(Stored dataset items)
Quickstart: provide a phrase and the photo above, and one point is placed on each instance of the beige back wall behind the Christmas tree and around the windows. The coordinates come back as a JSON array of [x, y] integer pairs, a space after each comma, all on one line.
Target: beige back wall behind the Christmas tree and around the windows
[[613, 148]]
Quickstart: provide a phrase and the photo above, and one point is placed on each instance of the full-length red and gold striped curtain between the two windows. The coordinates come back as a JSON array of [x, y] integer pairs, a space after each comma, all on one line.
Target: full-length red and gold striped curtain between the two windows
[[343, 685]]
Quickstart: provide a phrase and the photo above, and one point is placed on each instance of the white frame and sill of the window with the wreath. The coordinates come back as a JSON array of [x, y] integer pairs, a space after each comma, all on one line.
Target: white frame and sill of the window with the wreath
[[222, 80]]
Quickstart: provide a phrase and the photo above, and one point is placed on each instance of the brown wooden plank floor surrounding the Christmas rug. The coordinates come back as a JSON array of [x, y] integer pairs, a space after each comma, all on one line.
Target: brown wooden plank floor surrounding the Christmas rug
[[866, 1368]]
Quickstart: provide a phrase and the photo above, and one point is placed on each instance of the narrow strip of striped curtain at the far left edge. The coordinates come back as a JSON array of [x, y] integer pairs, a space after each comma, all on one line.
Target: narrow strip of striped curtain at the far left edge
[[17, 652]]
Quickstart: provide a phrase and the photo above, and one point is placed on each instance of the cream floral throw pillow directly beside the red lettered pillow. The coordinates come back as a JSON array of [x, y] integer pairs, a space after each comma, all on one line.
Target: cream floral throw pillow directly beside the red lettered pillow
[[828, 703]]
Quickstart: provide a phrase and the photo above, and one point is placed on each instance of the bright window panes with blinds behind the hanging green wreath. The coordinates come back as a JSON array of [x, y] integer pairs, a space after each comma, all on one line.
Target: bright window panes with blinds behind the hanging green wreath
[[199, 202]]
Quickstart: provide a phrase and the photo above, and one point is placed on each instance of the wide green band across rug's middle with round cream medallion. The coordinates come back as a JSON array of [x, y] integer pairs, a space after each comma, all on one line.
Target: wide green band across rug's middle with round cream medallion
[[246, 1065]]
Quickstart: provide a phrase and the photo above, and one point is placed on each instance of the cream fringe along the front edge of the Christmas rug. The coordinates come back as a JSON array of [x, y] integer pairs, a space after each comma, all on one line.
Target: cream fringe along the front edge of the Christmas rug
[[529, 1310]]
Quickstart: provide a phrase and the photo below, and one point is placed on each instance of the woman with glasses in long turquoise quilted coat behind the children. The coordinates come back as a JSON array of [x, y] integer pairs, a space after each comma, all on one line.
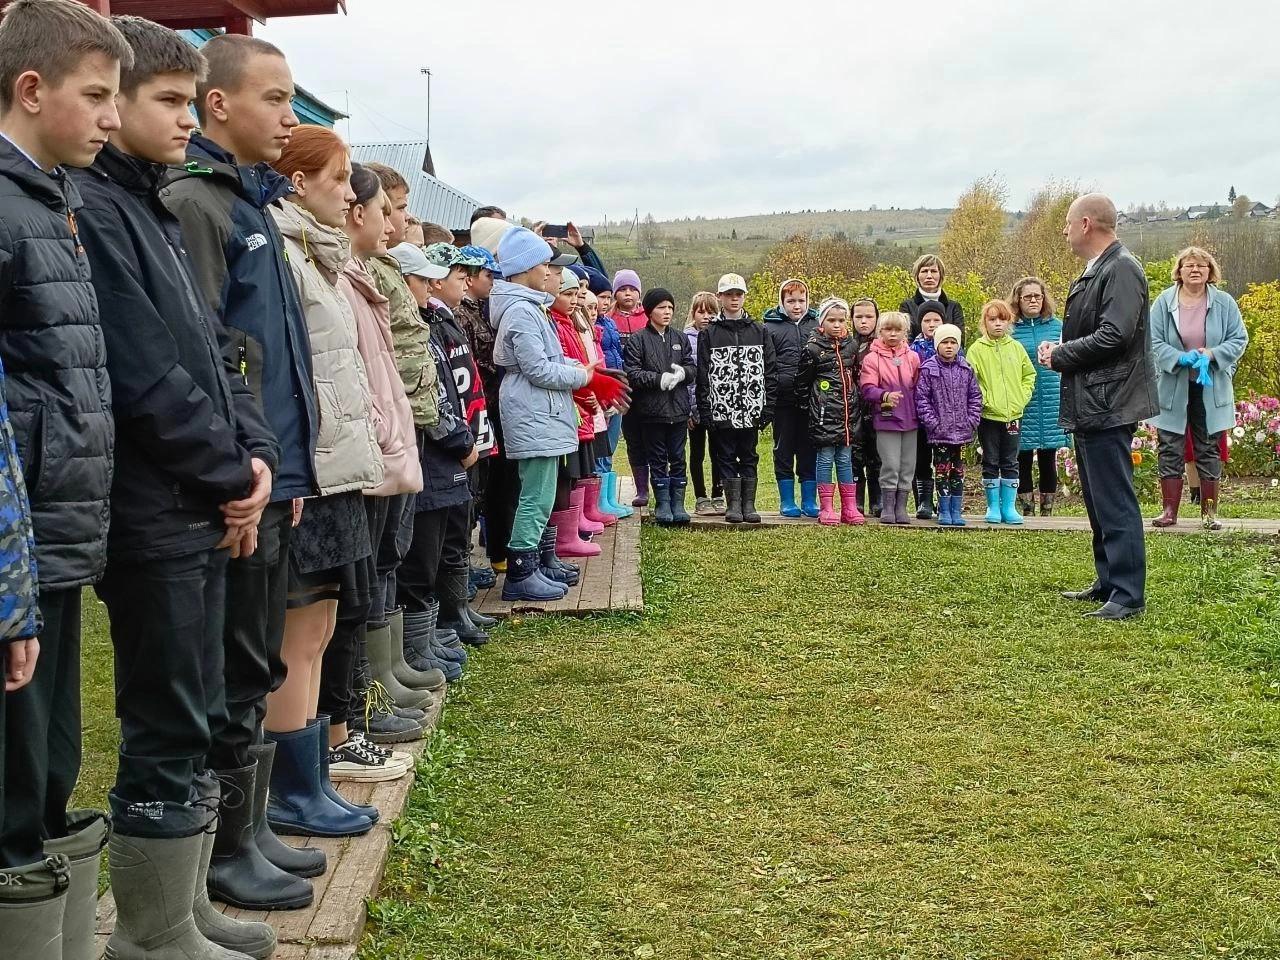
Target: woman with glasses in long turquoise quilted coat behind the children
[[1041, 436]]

* * *

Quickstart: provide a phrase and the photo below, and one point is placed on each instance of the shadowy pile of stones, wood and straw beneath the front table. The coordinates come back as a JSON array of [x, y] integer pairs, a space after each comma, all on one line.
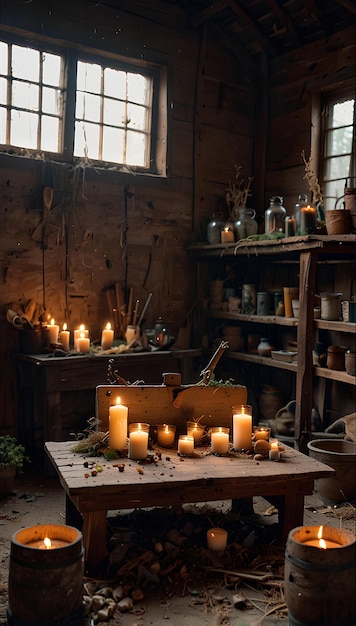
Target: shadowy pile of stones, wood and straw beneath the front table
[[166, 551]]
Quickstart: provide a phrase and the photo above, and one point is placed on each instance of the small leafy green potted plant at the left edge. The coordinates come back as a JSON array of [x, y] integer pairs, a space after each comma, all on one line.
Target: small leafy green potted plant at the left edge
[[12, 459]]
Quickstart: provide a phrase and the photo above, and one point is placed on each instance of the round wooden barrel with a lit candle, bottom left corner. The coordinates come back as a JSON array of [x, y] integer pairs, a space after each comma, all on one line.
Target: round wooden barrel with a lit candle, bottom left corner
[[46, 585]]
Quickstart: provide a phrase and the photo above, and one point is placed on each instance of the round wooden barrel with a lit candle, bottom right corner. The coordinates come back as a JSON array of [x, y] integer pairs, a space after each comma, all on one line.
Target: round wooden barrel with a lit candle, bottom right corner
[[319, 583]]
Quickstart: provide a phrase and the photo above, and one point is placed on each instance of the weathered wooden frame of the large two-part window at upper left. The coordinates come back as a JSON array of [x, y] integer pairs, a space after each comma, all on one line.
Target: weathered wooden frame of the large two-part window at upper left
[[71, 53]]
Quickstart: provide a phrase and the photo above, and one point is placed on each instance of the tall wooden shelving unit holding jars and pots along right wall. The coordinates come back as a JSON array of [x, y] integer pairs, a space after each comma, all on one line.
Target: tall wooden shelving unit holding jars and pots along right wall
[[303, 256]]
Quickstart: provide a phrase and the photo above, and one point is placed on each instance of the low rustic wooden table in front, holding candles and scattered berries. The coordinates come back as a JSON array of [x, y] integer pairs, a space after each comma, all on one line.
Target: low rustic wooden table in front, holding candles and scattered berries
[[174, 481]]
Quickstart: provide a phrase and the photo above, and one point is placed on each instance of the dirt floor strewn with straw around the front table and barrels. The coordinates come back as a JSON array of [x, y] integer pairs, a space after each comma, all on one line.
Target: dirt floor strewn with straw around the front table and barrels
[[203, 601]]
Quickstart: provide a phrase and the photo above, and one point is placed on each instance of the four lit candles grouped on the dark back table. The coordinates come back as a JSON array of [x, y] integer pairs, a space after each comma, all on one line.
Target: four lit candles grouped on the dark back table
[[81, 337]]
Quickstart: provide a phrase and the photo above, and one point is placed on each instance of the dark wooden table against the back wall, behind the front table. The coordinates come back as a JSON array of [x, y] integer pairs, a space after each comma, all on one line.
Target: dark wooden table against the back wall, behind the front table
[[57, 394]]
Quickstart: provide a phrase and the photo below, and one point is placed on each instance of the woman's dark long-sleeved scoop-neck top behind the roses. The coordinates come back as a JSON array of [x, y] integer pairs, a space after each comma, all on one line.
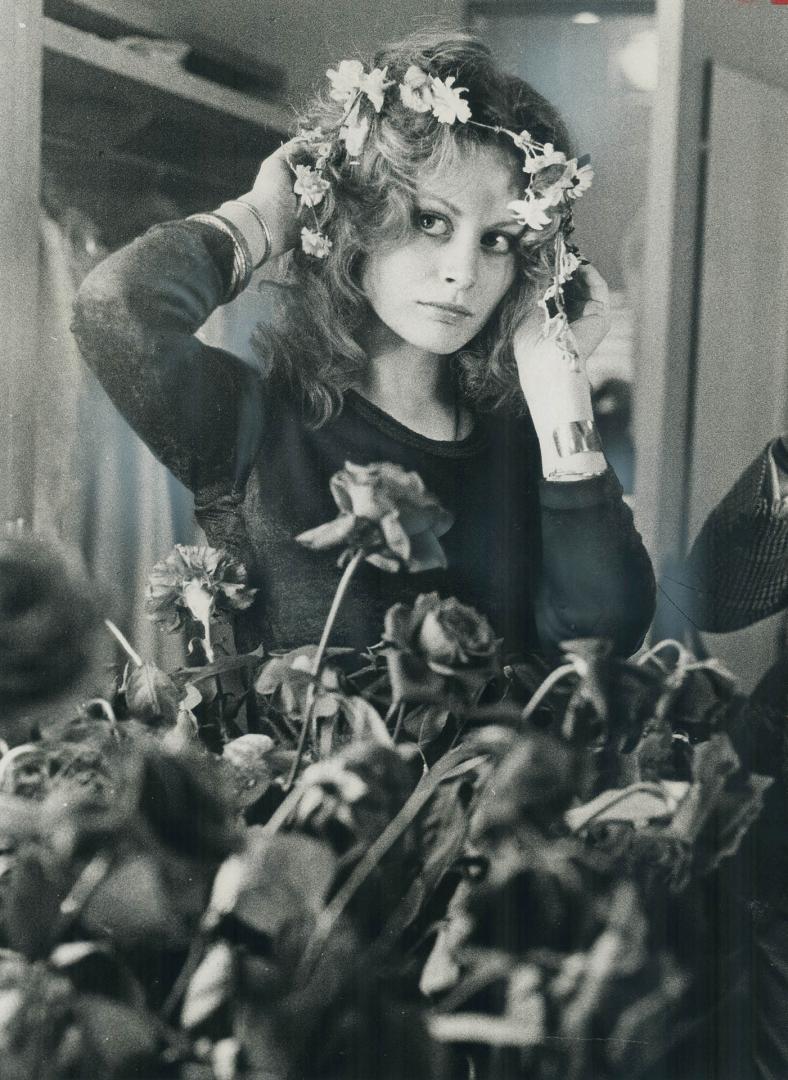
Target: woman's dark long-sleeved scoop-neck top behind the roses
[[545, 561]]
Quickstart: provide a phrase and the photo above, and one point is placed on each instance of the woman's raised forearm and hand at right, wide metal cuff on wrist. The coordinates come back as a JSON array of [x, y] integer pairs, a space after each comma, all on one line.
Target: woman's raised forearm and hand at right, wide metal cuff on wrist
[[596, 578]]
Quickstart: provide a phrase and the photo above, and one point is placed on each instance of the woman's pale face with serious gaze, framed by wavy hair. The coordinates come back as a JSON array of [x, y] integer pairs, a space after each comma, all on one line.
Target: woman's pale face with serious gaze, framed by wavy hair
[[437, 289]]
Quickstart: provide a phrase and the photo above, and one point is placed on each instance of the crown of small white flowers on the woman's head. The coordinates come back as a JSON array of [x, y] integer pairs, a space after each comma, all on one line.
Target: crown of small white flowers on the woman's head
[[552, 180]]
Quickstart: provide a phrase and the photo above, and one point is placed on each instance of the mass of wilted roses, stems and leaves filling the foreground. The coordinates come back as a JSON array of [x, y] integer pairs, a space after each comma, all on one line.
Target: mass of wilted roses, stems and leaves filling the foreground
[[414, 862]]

WORK ITEM:
Copy out, from the data above, each line where the string "below" is present.

RESULT:
Quickstart: provide a phrase and the photo below, and one point is placed on each instance of the woman with glasses in long turquoise quilted coat behind the children. The coordinates come back as a JSON array of [x, y] integer pairs, a space after each comma, all on one line.
Quickstart: provide a phrase and the photo below, and one point is placed on each instance of the shadowy pile of stones, wood and straw beneath the front table. The coordinates come back as a JSON array of [x, y] integer pairs, a space after each comma, all on one line.
Quickstart: provide a phrase and the photo below, and one point is placed on each instance of the woman's dark long-sleeved scoop-neck top behind the roses. The coordinates come back as a JSON array of [x, y] integer pairs, a space after each comma, all on one line.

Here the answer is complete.